- _Job_
Set the listing down again in full, word for word, with the pictures left out.

:::

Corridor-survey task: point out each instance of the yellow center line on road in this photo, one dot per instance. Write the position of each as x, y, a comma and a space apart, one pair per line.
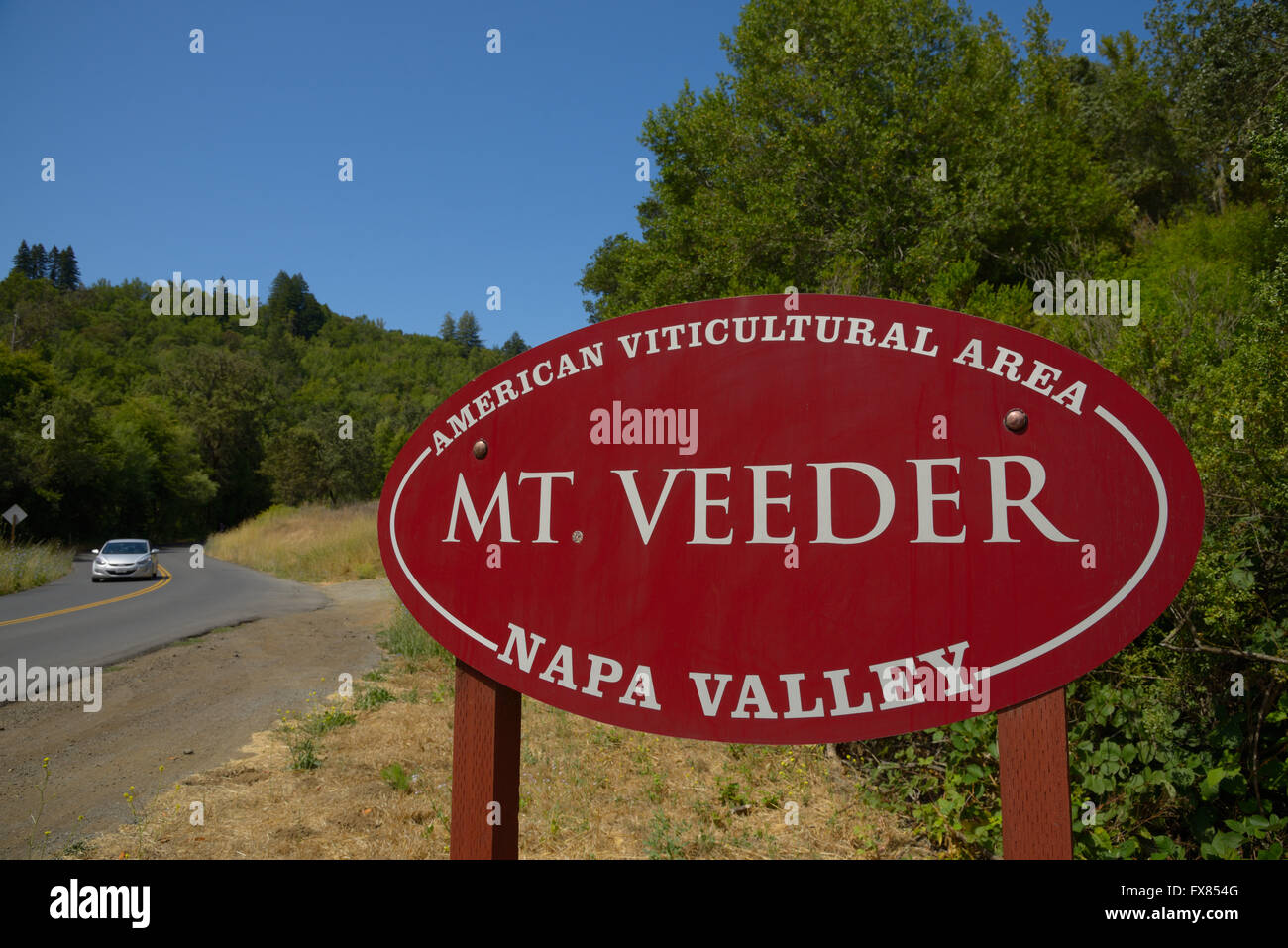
90, 605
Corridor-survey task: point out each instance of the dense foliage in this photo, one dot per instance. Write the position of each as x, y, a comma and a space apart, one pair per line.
119, 421
815, 166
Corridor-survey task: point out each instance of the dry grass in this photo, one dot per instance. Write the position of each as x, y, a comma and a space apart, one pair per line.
27, 566
587, 790
309, 544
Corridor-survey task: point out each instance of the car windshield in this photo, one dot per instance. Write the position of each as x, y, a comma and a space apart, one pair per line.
125, 546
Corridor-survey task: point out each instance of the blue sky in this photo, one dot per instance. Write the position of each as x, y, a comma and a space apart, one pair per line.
471, 168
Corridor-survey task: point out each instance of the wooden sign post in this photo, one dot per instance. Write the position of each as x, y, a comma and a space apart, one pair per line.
484, 768
1033, 759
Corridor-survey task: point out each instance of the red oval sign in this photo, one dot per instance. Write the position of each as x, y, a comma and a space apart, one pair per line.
742, 520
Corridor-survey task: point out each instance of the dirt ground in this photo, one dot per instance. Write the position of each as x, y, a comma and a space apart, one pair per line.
202, 721
170, 714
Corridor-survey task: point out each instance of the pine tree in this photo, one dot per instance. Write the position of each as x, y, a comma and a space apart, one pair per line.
468, 331
54, 265
513, 346
68, 269
38, 262
22, 260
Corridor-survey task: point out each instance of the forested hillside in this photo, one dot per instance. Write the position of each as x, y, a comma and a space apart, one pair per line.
902, 150
119, 421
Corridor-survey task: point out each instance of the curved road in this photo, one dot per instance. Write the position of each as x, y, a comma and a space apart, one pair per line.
73, 621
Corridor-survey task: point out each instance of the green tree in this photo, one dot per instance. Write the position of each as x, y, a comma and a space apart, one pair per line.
22, 260
68, 269
54, 265
39, 262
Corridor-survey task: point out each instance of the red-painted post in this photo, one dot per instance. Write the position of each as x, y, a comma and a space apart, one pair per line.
484, 768
1033, 759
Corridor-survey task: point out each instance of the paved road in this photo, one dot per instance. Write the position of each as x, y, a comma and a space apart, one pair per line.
128, 617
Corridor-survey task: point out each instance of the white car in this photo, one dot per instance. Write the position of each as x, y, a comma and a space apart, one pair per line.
120, 559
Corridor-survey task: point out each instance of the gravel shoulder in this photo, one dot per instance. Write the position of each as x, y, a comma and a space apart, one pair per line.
175, 711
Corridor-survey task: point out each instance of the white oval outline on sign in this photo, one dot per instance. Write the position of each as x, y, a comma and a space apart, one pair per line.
1014, 662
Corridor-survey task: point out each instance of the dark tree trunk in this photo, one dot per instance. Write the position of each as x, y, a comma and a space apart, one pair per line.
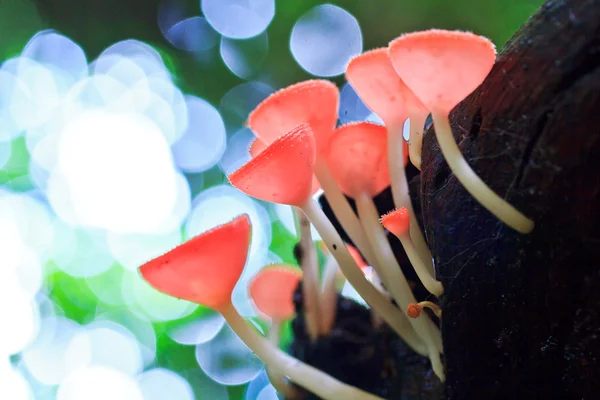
522, 312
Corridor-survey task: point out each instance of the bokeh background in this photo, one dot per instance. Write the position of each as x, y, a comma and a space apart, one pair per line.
118, 122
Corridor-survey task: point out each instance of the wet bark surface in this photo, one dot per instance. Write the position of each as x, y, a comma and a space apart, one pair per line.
522, 312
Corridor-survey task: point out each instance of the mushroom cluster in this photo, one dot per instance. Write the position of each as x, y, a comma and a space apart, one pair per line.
299, 150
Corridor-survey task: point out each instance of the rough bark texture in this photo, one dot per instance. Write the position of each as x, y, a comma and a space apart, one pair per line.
522, 312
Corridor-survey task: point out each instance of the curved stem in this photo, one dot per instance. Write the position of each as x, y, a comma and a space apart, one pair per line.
400, 192
310, 378
342, 210
395, 280
275, 376
434, 287
415, 144
392, 315
329, 296
503, 210
310, 279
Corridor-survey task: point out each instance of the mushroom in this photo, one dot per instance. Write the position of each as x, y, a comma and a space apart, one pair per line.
272, 292
316, 103
442, 68
205, 270
309, 263
398, 222
377, 83
358, 160
334, 282
414, 310
282, 174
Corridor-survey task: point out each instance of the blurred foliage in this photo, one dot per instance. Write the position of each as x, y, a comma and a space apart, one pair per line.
98, 24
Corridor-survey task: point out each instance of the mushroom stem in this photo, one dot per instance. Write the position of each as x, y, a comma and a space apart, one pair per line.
414, 310
329, 295
310, 378
288, 391
415, 141
342, 210
400, 192
504, 211
310, 270
378, 283
433, 286
391, 314
391, 272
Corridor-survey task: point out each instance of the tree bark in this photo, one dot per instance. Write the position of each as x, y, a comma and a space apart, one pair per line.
521, 313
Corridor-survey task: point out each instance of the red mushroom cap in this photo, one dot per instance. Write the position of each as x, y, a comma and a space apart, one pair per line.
282, 172
257, 146
358, 159
397, 221
442, 67
414, 310
272, 291
314, 102
377, 83
206, 268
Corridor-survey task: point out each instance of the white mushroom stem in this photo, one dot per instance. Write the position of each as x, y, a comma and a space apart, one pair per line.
310, 277
400, 192
342, 210
288, 391
395, 281
310, 378
503, 210
397, 319
415, 141
329, 295
434, 287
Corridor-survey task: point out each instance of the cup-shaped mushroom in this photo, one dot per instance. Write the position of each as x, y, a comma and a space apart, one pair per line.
314, 102
206, 268
272, 291
442, 68
357, 157
376, 81
282, 172
257, 146
358, 160
378, 84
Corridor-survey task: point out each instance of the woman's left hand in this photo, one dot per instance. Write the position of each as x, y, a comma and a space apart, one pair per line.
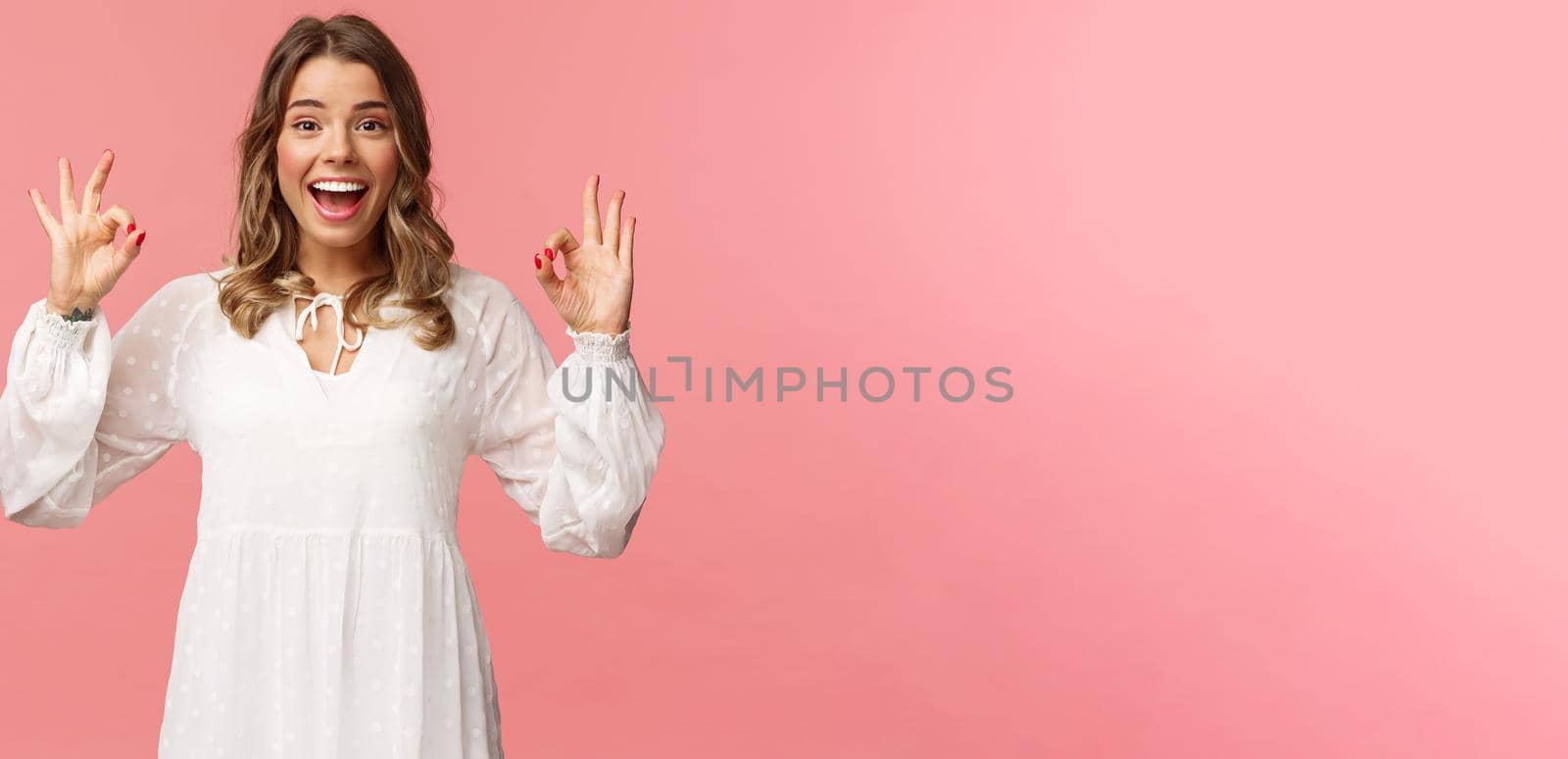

:::

- _Solution to the exercise_
Corridor-survey task: point out each instance of the yellow center line on road in this photo, one dot per instance. Write the position of each as x, y, a comma and a space apart, one pair per line.
90, 605
Corridor-survey task: point out each instance of the dense foliage in this photo, one dot per instance. Write the position of each as x, y, a comma and a space apart, one pair per line.
119, 421
815, 166
Corridor-survey task: point out each instance of the dry grass in this photo, one dot per instance. Write the position of each as x, y, a comma and a space apart, one pair per line.
27, 566
587, 790
309, 544
Corridor-survey task: point out each instance of the car windshield in this photo, one dot per instance. Write the position of each as x, y, a comma and a space apart, one pair per line.
125, 546
Corridor-survey task: point out each instance of the blue sky in this photo, one dot per instance. Write the position of each as x, y, a comma and a space apart, one pair per line.
471, 168
Corridor-survey task: point out each instance of the wooden sign post in this photo, one dot per instance. Write the position of each as x, y, a comma and a space apart, one pair per line.
484, 768
1033, 759
Corridor-survey task: point out each instance of the red oval sign in this photo, one dot per instance. Write the position of each as x, y, a comma and a space apart, one pair per line.
742, 520
Corridor-survey task: point out each instance of the dirt ground in this photo, one dot per instance. Write the position of each as x, y, a comma and a space apart, one pair per line.
202, 721
170, 714
Corridor-survey task: point out each instance of the pine tree in this photo, one dot per instance. Write the position of each as x, y, a comma and a space apart, one pair per line.
468, 331
54, 265
513, 346
68, 269
38, 262
22, 260
Corridor-survey task: point out each instance of the forested hillside in this photo, one dot per instance. Write the position of each as x, y, a comma and a space apart, one pair per line.
902, 150
119, 421
Corridor-survey task: point out each instance of the curved road in this photo, one dot per instance. Write the position of each as x, y, a comma and a space apart, one pair per line.
73, 621
Corridor-survey task: point out each instance of the green tree in this photo, one dot per instance. Write the position of each as x, y, a comma and a space apart, one pair per line.
22, 260
68, 269
54, 265
39, 262
Corridor-survey task: point out each instance of the red-painted post in this photo, one dot per instance. Write the position of each as x, y, a comma and a space apart, one pair per line.
484, 768
1033, 759
Corridor-survey task: point out each instance of the paved road in this photo, one dot per instance. Write the position of each as x, y, a comma and a space apart, one pair per line.
128, 617
Corridor-survey task: point out each instance of the white car in this photo, one dot per instance. Write the position of each as x, y, a comma and a space apart, one pair per line.
120, 559
Corridor-survey task: point out each instance of the gravel shoulder in this photo, one dot per instance. Write the position of each as x, y, a comma and a space apart, one pair per line.
175, 711
Corridor-survey task: point out each instance of the white oval outline on sign in this photo, one dot per instance. Write the position of each as x, y, a comma and a space apart, one pair per line.
1014, 662
Corridor-survey task: point out each instance of the dark tree trunk in this photo, one dot per instance. Write the position of each as x, y, a comma and a space apart, one pair per line.
522, 312
Corridor-survey task: point out each instance of the bokeh background in this photo, one dot per instance. Write the position of each as x, y, a comma and a space apart, one pair per line.
118, 122
Corridor-survey task: point out each instance of the wet bark surface in this photo, one dot per instance. Write the position of each as x, y, a comma and a space apart, one pair per line.
522, 312
Corridor-survey task: point out each instance of the mushroom cluster in this photo, one dot per instance. Write the position of each as x, y, a comma and a space apart, one pair per line.
299, 150
Corridor-survey task: point out each instance of the rough bark texture in this photo, one dot per instance. Write the position of each as x, y, a comma and a space apart, one pair per line.
522, 312
Corridor-survey task: point out each instance of the curved stem in this photo, one dot per instance. Write the position of each as x, y, a comma and a space apart, one pair per line.
400, 192
310, 378
342, 210
395, 280
275, 376
434, 287
415, 144
392, 315
329, 296
503, 210
310, 279
Corridor-survey task: point out each instance of the mushroom in this photo, one dot per instance. Write the position of each as x, y, a comma and a space apart, one pair per line.
272, 292
316, 103
442, 68
205, 270
309, 263
398, 222
377, 83
358, 160
334, 282
414, 310
282, 174
Corridor-survey task: point out each instance of the blurred foliage in this photo, one dot per instance. Write the position of each as x, y, a comma and a space apart, one pair per line.
98, 24
Corridor-survey task: point out each instance of the mushroom stem in this photo, one dot per instance. Write the position of each as x, y, a comma and a space apart, one pair per line.
414, 310
329, 295
310, 378
288, 391
415, 141
342, 210
400, 192
504, 211
310, 270
378, 283
433, 286
391, 314
391, 272
Corridor-survey task: point out each instance of the tree bark in this photo, one dot per instance. Write the position of each as x, y, a comma and a space apart, one pair per line.
521, 313
Corridor-survey task: point out each instance of the red mushroom cap in this photo, one dot per instance. Write the position of each as x, y, a comma and a space apart, one pair per line.
282, 172
257, 146
358, 159
397, 221
442, 67
414, 310
272, 291
314, 102
377, 83
206, 268
Corridor-survey task: point out each instance of the white mushroom stem in this photo, one dot per instance. Write the position of each as x, y, a comma and a space apart, one pair per line.
310, 277
400, 192
342, 210
288, 391
395, 281
310, 378
503, 210
397, 319
415, 141
329, 295
434, 287
Corridor-survey task: point out each instance of the cup-shaped mushroom in this photo, one dot per instance. Write the position of each as x, y, a comma and a space apart, one pair per line.
314, 102
206, 268
272, 291
442, 68
357, 157
376, 81
282, 172
257, 146
358, 160
378, 84
Corridor-survey task: point out each instance of the woman's left hand in this photo, one dot per instance. Write the position of each as x, y, a comma and a space apart, one pair per line.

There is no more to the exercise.